TASK PROMPT
Write the next part of the passage on the Grady college's certificates, research centers and Peabody Awards, starting after its final sentence.

DOCUMENT SECTION
● ● ● ●
Certificates offered by the college 
 Grady Sports Media Certificate
 New Media Institute Certificate
 Media Analytics Certificate
 Public Affairs Professional Certificate

Research programs 
Grady houses the following centers, institutes and affiliates for research and education:
 George Foster Peabody Awards
 Peabody Media Center
 James M. Cox Jr. Center for International Mass Communication Training and Research
 James M. Cox Jr. Institute for Journalism Innovation, Management and Leadership
 New Media Institute
 Center for Health and Risk Communication
 National Press Photographers Association
 Georgia Scholastic Press Association

Peabody Awards 

In 1938, leaders of the National Association of Broadcasters asked Lambdin Kay, WSB station manager in Atlanta, to create an award for excellence in broadcasting. He turned to Drewy, Grady's dean, for sponsorship. The result was the creation in 1940 of the George Foster Peabody Awards, named after a benefactor to the University of Georgia. The next year, the Peabody Awards were first presented to six distinguished radio winners at the Commodore Hotel in New York City. Grady has since administered the award to recognize outstanding achievements in radio, television and digital media.
● ● ● ●
STORED DATA
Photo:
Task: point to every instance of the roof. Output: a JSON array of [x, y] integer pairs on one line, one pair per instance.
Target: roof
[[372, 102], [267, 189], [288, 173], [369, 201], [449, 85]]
● ● ● ●
RESULT FOR THIS EXERCISE
More than a thousand submissions are judged annually by the Peabody Board of Jurors, made up of respected media professionals, media scholars, critics and journalists. The board meets at least three times, with the final viewing and discussion session held at the university. To win a Peabody in one of about 30 categories, ranging from news, entertainment and public service to documentary, children's and web/interactive programming, a program must receive the unanimous approval of all board members. Past Peabody winners include Edward R. Murrow, Walter Cronkite, Barbara Walters, BBC, 60 Minutes and Al Jazeera.

Accreditation 
Grady is accredited by the Accrediting Council on Education in Journalism and Mass Communications.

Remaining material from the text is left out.